◆ What the task asks: Reproduce every one of the lines in the records below without changing anything, and omit the pictures from your answer.

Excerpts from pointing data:
....................
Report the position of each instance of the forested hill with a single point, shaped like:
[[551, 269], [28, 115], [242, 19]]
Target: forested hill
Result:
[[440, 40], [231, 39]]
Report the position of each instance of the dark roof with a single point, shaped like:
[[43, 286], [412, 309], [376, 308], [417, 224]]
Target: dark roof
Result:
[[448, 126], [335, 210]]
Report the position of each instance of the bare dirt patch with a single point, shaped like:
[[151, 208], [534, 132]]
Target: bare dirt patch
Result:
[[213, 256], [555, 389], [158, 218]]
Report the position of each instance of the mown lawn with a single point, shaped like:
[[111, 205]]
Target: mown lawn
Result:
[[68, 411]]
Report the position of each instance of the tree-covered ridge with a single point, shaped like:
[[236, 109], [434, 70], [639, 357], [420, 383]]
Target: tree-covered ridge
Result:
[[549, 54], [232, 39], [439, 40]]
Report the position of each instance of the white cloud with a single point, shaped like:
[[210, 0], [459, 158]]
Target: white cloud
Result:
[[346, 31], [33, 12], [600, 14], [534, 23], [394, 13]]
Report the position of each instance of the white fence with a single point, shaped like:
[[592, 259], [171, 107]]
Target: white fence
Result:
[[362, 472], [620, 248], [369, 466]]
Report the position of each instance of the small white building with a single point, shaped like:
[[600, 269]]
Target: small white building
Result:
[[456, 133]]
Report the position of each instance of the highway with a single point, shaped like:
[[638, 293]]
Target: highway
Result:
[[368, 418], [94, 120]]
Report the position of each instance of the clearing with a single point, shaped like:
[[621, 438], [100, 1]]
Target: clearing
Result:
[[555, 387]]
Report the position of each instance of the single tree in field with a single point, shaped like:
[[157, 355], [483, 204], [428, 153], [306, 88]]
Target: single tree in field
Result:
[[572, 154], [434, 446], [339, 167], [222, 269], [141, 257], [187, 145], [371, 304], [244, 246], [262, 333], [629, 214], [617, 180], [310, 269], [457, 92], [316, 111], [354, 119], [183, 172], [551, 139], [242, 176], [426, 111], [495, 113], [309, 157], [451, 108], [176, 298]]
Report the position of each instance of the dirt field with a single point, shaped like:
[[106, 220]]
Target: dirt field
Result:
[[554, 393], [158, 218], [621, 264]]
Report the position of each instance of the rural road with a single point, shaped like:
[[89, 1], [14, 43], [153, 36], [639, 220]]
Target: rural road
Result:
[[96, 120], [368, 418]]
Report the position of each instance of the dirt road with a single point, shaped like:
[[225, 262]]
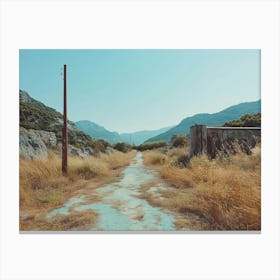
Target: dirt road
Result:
[[120, 207]]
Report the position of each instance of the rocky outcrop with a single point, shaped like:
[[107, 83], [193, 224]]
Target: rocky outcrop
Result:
[[31, 146], [34, 143]]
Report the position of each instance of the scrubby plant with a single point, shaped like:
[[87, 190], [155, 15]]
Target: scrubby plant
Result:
[[249, 120], [180, 140]]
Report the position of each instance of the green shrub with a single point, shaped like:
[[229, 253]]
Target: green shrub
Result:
[[180, 140]]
....................
◆ Result:
Report the position of each instance of the forested hill with a single point, shaped like:
[[551, 269], [28, 115], [242, 19]]
Target: forested hill
Result:
[[440, 40], [231, 39]]
Report the position of each instance of the dark roof with a single point, shaped like:
[[43, 286], [412, 309], [376, 308], [417, 224]]
Target: dark roof
Result:
[[448, 126], [335, 210]]
Report the position of each instance of the bare dirt patch with a single point, shaped like:
[[151, 208], [534, 132]]
Target: bare dirt patch
Result:
[[213, 256], [555, 389], [158, 218]]
Report the position of each instance of the mown lawn with a single point, shaped like:
[[111, 205]]
Target: mown lawn
Result:
[[68, 411]]
Report the position of each instance of the tree-covered ridge with a single point, shaped like:
[[236, 109], [434, 70], [639, 357], [420, 383]]
Target: tree-covered ridge
Result:
[[549, 54], [232, 39], [439, 40]]
Report the position of each instance of the white cloud with a single point, shaped like:
[[210, 0], [459, 158]]
Target: white cloud
Result:
[[346, 31], [33, 12], [600, 14], [534, 23], [394, 13]]
Report the position of each instance of the white fence with a single point, shaped like:
[[592, 259], [171, 107]]
Target: white fence
Result:
[[362, 472], [620, 248], [369, 466]]
Report the position of each instance of the small white building with a single point, shaped like:
[[600, 269]]
Target: small white building
Result:
[[456, 133]]
Report the position of each instance of the highway with a single point, shaped like:
[[638, 293]]
Target: highway
Result:
[[368, 418], [94, 120]]
Report the position of each instance of the clearing with a single point, shaped like:
[[621, 438], [100, 1]]
Target: clearing
Result:
[[555, 387]]
Report the position of each instance of the single tree in field with a single point, shaped like:
[[157, 355], [483, 204], [428, 153], [306, 88]]
Target: single tree in field
Result:
[[572, 154], [434, 446], [339, 167], [222, 269], [141, 257], [187, 145], [371, 304], [244, 246], [262, 333], [629, 214], [617, 180], [310, 269], [457, 92], [316, 111], [354, 119], [183, 172], [551, 139], [242, 176], [426, 111], [495, 113], [309, 157], [451, 108], [176, 298]]
Report the position of each instance of the dirt field with a single point, shaped like:
[[106, 220]]
Target: dirt field
Result:
[[554, 393], [158, 218], [621, 264]]
Report the position of each instance of the rural road with a single point, shaped like:
[[89, 1], [14, 43], [153, 36], [639, 220]]
Target: rural road
Result:
[[96, 120], [368, 418]]
Report the position of each instance of the dirt road with a single point, shaped like:
[[225, 262]]
Target: dirt road
Result:
[[120, 207]]
Report the position of each instance of the rocky outcrop with a single point, shaped like:
[[107, 83], [193, 224]]
Target: rocky outcrop
Result:
[[31, 146], [34, 143]]
Report the position of each instance of the scrubby plant with a single point, shaped like:
[[87, 190], [155, 15]]
Target: scrubby plant
Result:
[[249, 120], [180, 140]]
Report the position of each instance of the green shrub with a single point, shaped like:
[[229, 253]]
Target: green shrub
Result:
[[180, 140]]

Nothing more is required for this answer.